Data extracted from a collection
Segment Open
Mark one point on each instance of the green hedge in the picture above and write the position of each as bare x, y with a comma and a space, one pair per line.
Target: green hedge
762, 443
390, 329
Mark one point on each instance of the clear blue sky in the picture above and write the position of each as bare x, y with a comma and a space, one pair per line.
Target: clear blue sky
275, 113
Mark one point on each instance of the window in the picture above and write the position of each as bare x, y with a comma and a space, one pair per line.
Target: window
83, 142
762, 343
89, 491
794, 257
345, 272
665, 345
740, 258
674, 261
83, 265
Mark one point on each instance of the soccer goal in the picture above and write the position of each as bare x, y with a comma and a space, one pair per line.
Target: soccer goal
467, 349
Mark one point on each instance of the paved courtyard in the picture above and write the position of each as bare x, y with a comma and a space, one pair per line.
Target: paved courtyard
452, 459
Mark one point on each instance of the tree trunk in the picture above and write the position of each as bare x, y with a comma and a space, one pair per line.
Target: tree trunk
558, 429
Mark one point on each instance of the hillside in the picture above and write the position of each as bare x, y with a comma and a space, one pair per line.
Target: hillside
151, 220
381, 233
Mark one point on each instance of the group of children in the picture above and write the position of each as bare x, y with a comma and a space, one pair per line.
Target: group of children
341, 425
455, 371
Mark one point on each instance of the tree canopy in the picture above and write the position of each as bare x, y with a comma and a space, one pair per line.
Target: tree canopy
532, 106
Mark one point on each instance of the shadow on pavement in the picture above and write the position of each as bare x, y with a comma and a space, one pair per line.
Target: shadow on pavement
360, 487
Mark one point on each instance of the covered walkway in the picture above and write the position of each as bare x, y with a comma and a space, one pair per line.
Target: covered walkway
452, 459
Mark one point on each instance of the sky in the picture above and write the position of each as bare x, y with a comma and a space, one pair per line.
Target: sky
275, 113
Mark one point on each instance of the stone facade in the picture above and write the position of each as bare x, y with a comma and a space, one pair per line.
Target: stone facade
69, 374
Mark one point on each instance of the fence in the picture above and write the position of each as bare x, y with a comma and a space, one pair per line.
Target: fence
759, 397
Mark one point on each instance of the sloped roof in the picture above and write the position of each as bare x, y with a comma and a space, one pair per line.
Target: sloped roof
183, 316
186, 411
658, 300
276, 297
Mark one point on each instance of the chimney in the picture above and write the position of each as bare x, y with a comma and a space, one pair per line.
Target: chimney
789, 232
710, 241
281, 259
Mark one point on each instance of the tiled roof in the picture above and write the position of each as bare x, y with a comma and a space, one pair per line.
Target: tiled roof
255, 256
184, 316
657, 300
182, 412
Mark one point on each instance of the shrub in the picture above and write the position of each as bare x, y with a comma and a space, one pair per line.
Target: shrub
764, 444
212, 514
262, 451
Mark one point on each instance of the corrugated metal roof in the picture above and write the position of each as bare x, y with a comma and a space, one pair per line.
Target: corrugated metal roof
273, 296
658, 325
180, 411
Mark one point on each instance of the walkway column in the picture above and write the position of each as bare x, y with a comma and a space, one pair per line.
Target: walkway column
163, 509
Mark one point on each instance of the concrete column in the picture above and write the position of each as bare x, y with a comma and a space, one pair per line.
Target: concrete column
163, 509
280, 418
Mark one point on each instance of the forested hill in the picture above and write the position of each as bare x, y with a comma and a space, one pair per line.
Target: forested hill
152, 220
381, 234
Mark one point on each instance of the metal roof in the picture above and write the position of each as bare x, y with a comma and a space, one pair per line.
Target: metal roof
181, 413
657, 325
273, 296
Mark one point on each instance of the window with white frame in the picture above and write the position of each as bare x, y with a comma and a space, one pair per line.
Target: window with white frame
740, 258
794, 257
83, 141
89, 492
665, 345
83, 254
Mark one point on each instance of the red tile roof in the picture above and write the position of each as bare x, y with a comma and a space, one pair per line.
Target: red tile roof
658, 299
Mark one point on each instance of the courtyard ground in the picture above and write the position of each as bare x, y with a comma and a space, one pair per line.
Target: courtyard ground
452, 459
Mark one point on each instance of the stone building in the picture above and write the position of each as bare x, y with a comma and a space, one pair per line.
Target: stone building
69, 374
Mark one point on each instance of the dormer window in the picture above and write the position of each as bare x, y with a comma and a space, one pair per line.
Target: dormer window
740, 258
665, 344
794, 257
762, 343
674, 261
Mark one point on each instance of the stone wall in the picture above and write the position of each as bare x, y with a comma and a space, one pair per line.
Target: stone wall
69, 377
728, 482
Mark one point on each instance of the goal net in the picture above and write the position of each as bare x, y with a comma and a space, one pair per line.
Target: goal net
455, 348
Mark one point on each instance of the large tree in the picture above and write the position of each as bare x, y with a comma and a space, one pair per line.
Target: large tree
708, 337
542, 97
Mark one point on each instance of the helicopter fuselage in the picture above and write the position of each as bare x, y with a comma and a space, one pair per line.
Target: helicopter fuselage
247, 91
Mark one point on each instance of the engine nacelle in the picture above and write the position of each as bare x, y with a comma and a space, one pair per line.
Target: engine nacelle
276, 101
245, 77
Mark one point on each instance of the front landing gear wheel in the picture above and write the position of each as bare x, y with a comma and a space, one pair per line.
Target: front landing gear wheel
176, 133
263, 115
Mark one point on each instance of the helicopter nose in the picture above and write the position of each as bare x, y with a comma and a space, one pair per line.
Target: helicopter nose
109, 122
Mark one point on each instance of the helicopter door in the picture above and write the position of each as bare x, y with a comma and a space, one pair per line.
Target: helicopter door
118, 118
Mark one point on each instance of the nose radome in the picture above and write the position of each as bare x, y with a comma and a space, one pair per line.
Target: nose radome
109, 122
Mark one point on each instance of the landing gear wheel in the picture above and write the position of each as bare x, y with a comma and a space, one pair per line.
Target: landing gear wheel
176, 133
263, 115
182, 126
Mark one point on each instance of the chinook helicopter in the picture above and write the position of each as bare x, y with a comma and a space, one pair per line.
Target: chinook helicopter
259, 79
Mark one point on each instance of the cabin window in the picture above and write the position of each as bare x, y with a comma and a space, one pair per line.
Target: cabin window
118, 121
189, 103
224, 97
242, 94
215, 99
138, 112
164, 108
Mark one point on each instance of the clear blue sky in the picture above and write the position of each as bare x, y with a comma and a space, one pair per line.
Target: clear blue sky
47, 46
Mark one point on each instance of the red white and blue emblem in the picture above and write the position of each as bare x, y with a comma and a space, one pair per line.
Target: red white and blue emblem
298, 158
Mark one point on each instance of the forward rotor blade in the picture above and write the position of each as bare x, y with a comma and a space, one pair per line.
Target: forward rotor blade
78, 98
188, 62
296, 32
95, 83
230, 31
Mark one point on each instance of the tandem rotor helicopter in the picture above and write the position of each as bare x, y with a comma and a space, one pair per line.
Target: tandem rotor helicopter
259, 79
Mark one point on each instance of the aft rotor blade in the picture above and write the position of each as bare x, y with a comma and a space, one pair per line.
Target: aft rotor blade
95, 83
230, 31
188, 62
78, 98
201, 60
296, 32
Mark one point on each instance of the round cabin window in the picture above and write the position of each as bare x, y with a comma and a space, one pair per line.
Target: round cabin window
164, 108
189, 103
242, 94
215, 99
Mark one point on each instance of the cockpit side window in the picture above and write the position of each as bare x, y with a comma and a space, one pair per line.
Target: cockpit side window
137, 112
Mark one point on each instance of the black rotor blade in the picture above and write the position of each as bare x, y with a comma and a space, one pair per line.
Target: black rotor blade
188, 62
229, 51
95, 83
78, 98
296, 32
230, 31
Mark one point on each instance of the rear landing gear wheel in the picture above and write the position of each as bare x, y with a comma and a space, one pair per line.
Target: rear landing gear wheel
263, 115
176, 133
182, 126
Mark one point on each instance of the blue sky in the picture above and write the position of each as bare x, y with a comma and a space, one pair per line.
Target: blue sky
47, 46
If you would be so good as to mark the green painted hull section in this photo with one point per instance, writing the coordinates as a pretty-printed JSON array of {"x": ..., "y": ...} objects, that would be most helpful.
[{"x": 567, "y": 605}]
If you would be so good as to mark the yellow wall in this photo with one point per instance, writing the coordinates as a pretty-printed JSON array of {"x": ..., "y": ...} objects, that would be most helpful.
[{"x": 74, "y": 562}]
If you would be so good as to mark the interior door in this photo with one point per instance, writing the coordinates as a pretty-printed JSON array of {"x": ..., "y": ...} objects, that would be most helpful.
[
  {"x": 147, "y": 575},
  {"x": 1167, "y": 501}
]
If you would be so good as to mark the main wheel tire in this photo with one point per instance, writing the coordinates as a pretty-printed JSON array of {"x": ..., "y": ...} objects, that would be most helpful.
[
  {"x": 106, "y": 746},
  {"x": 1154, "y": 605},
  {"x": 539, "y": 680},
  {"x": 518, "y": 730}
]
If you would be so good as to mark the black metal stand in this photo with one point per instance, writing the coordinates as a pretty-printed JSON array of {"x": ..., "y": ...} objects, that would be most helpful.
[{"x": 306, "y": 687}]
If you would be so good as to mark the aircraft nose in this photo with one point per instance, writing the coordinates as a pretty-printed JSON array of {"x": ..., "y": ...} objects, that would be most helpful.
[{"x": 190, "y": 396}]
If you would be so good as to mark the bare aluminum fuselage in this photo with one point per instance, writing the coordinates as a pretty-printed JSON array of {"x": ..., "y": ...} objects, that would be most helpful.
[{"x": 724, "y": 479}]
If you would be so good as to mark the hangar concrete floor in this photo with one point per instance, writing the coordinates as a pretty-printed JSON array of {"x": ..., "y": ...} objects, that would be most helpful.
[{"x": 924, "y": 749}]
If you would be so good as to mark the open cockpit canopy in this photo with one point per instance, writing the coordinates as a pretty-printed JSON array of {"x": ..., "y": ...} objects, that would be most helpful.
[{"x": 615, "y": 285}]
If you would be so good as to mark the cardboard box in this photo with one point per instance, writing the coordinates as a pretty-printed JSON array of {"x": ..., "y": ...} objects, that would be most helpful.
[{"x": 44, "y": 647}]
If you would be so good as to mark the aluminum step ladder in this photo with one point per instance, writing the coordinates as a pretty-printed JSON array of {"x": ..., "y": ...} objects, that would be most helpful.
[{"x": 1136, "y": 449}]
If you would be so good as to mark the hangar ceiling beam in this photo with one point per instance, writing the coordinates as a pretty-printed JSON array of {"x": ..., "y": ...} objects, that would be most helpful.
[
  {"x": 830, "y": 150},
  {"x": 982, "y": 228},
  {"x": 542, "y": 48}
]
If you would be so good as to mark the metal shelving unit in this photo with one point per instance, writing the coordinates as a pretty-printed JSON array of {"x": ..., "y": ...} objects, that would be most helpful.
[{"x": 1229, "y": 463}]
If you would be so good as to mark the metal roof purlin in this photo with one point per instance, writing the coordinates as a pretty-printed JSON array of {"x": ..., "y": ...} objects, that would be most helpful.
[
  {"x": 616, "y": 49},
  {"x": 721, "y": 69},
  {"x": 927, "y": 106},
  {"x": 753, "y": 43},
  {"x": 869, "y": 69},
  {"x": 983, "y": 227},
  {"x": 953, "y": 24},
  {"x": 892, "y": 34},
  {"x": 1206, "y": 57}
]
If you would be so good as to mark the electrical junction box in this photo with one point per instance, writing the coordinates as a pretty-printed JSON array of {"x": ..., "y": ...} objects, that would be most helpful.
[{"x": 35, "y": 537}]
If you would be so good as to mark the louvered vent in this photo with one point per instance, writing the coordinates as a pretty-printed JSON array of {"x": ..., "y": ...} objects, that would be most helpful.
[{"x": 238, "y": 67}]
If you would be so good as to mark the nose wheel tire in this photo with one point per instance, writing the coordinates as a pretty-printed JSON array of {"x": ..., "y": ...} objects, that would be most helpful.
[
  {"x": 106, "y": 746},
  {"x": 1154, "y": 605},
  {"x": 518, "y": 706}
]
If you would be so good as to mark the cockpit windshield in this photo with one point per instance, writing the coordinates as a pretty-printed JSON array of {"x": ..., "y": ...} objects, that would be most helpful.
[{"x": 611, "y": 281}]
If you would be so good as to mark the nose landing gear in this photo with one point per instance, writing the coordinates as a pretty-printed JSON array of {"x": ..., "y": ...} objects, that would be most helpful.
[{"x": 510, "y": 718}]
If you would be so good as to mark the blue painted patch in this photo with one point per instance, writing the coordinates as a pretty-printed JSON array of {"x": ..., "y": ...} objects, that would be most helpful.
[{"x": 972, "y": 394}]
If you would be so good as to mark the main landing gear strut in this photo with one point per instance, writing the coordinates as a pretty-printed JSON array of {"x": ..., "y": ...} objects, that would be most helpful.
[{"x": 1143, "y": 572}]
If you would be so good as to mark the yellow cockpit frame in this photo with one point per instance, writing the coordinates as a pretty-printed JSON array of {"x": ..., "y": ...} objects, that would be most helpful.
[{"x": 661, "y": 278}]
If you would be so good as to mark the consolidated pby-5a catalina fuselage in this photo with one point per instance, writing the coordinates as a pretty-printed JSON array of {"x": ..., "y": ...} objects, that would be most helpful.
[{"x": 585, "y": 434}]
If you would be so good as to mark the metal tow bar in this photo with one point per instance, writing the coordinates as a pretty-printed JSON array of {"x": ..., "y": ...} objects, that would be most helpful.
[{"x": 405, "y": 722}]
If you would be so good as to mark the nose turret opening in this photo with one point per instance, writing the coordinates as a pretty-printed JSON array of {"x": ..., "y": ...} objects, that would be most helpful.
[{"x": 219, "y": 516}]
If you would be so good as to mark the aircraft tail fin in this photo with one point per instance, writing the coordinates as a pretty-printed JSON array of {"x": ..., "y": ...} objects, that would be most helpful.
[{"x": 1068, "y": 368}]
Segment Closed
### PROMPT
Look back at the data above. Transcribe exactly the lines starting at the line that contains "Target: round cabin window" and ending at the line that contains "Mark one point on each instance of the rear".

### ANSWER SPACE
Target: round cabin window
164, 108
189, 103
242, 94
215, 99
Mark one point on each instance of the cockpit side window in the picture above and write the position of each as bare x, y with a comma and a space, one pair per line.
Target: cockpit side window
137, 112
Mark one point on each instance of the black rotor blade in the picture above and write the position of each as bare x, y with a comma and a space, one pair per line.
Target: black rotor blade
188, 62
229, 51
95, 83
78, 98
296, 32
230, 31
Mark one point on each instance of the rear landing gear wheel in the picture above and write the position of each as bare x, y with a comma and a space, one pair per line.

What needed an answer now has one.